== INPUT DATA ==
────────────────────────────────────────

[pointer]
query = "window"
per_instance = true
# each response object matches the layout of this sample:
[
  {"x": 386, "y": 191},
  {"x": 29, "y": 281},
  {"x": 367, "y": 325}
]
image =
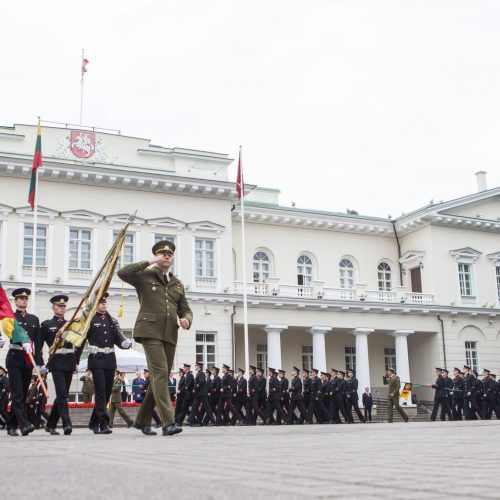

────────────────────────────────────────

== EXERCISE AIM ==
With the images omitted, repeat all the data word for word.

== ANSWER TO THIS PROBLEM ==
[pointer]
query = "window"
per_instance = true
# each response object matches the layout of this sample:
[
  {"x": 386, "y": 191},
  {"x": 29, "y": 281},
  {"x": 367, "y": 325}
]
image =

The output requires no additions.